TASK:
Search the records below for the line containing "# point: dry". Output that line and all later lines exactly; output nothing else.

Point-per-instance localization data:
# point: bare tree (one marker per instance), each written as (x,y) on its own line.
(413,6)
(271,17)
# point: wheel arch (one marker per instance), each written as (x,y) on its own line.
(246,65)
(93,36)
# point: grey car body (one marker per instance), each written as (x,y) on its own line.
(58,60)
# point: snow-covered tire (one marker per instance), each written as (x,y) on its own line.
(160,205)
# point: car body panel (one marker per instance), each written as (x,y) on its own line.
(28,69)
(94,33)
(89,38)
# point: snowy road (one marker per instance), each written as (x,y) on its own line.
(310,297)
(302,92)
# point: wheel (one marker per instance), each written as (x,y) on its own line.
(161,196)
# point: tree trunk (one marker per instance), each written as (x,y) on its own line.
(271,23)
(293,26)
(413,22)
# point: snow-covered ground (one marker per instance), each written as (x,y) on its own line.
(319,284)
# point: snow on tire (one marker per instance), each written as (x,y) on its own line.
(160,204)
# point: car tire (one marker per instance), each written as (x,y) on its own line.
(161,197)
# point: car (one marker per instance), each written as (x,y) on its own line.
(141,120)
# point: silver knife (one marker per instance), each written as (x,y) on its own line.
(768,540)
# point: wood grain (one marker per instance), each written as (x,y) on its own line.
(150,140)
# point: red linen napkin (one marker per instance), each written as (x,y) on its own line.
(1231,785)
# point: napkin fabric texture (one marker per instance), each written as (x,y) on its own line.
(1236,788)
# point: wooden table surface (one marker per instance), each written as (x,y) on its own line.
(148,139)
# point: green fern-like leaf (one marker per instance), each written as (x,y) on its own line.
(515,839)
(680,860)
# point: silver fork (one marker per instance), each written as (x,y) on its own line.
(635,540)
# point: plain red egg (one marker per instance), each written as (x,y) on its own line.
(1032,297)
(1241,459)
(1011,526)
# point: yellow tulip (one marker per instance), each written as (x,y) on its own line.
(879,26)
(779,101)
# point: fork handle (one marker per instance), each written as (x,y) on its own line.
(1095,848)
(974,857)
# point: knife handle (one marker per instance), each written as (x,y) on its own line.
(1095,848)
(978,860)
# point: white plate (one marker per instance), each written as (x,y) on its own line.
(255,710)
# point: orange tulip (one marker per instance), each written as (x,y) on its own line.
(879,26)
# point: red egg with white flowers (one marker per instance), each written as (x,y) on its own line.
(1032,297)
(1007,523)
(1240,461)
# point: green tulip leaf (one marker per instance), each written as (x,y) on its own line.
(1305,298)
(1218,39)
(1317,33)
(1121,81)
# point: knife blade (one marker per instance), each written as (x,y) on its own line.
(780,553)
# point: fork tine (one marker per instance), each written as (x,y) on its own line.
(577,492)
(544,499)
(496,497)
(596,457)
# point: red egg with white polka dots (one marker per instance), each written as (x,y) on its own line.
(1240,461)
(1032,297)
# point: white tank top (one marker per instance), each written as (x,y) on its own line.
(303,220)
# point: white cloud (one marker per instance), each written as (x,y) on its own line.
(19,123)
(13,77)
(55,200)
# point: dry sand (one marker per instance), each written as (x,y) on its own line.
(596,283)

EXERCISE RESULT:
# point: dry sand (one marker per instance), each written as (x,y) on its own line.
(596,283)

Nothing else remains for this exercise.